# PROBLEMS TO WORK ON:
1. Extract from the passage on war and capitalism the portion running from "However, the impact" up to and including "to defend themselves.", reproducing it word for word.
2. Write what comes next in the passage on war and capitalism, beginning after its final sentence.

# TEXT PROVIDED:
....
Through much of the second half of the century it seemed things had changed for the better. The great powers, the US and the Soviet Union, avoided war with one another and their major allies out of fear of mutual annihilation. However, they were no less barbaric than before. The US waged a war in Vietnam that killed millions and backed death squads and torturers across Latin America. Russia crushed an uprising in Hungary and in Afghanistan tried to replicate what the US had done in Vietnam.

The approach of the 21st century brought back old nightmares in a new form. The weapons at the disposal of smaller states were now terrible enough to cause huge death tolls in the wars between Iraq and Iran, Ethiopia and Eritrea, Armenia and Azerbaijan, Serbia and Croatia, and on the eastern borders of the Congo. A single superpower, the US, seized opportunities to show it could out-bomb and out-shoot the rest – against Iraq in 1990–91, Serbia in 1998 and Iraq again in 2003. Other powers, especially Britain, tagged along behind, while France exacerbated the mayhem in parts of its former empire by sending troops to the Ivory Coast in 2006.

This new imperialism is no passing phase. The right to exploit is connected to military might. In the most devastated parts of the world, those seeking increased wealth seize it by force, operating as military entrepreneurs, knowing the accumulation of arms permits the accumulation of capital. At the top of the system, the neo-con group in the US government have set about using the world’s most powerful military machine to impose a ‘new American century’. In between, a range of middle-ranking and regional powers see armaments – and above all nuclear weapons – as key to making their voices heard: Britain, France, China, Israel, India and Pakistan. Other states threaten to travel the same path in order to rise in the global pecking order.

Without an alternative to capitalism, wars can only recur and nuclear weapons proliferate. However, war does not only bring suffering. It can shake society to its roots, breaking people from the routine of the past. This can lead to the most reactionary ideas and monstrous behaviour taking hold, but can also result in a questioning of the system that leads to war and to confrontation with the politicians, generals and tycoons who rejoice in it. War cracked seemingly impregnable regimes in the 20th century, bringing the fall of tsars, emperors and presidents. It can do the same in the 21st century.
 

Conflict and Climate Change

This ‘best of all possible systems’ is destroying the environment we depend on for existence. Capitalism has always functioned by grabbing the cheapest raw materials and pouring out waste products. What this meant in the early days of industrial capitalism in Europe and North America can be seen today in the derelict coal-mining and iron-making areas – the gashes torn in the earth, the stagnant ponds, slag heaps and poisoned soil. Now the system is global, the devastation is global too.

However, the impact is unlikely to be limited to the physical conditions of peoples’ lives. There will also be a social impact. People are hardly going to watch their livelihoods disappear without seeking in some way to defend themselves.
....
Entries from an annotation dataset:

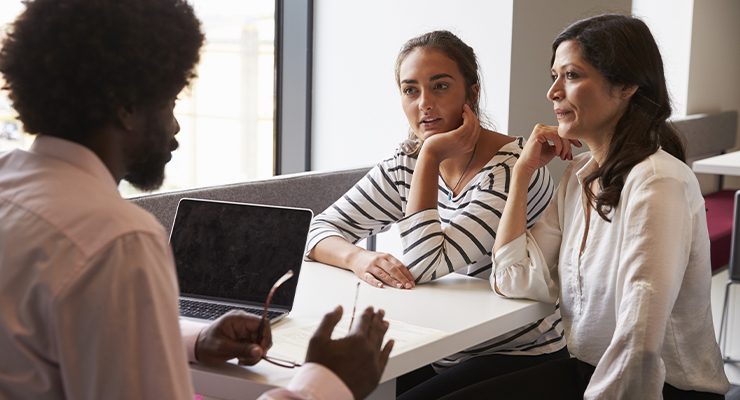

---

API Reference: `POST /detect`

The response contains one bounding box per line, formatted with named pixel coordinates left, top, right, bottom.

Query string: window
left=0, top=0, right=306, bottom=195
....
# RESPONSES FOR EACH TASK:
1.
However, the impact is unlikely to be limited to the physical conditions of peoples’ lives. There will also be a social impact. People are hardly going to watch their livelihoods disappear without seeking in some way to defend themselves.

2.
Studies of previous societies that appear to have collapsed amid environmental crisis – such as the Mayan civilisations of southern Mexico and Guatemala, and the society on Easter Island in the Pacific – suggest ecological catastrophe was the catalyst for social revolt by the mass of people. Those whose labour had created the wealth to produce palaces and monuments turned on their kings and priests and tore down the symbols of the social system that was destroying them.

Changes in the world’s climate in the coming decades are sure to have an equally profound social impact. Our rulers will attempt to compensate themselves for environmental losses at the expense of rivals in neighbouring states and by increasing the burden on the rest of us. A report for the US Defense Department forecast some possible consequences:

Riots and internal conflict tear apart India, South Africa and Indonesia ... Access to water becomes a major battleground. The Nile, Danube and Amazon are all mentioned as high risk ... Rich areas like the US and Europe would become ‘virtual fortresses’ to prevent millions of migrants from entering after being forced from land drowned by sea-level rise or no longer able to grow crops. Waves of boat people pose significant problems. Nuclear arms proliferation is inevitable. Japan, South Korea, and Germany develop nuclear-weapons capabilities, as do Iran, Egypt and North Korea. Israel, China, India and Pakistan are poised to use the bomb. [The Observer, 22 February 2004]

No-one can know precisely the impact of climate change, let alone how this will translate into social and political pressures. What is certain is that there will be pressures. As resources dry up, rival capitalists and states will fight for access to them and ordinary people will try to prevent themselves suffering. All the political and social tensions that characterise the world today will be intensified.

The question is not whether conditions can develop that lead to potential revolutionary upheavals. These are inevitable in a world in turmoil – as economic crises deepen, wars intensify, weapons proliferate and global warming creates havoc. However, there is nothing predetermined about the outcome of such upheavals. The turmoil in the years after the First World War led not to a better society, but to fascism and renewed war.
 

Apathy and Disaffection

There is only a minority of people worldwide who accept the need for total social change, despite the growth of anti-capitalist ideas. But the signs of passive disaffection with the present system are visible everywhere.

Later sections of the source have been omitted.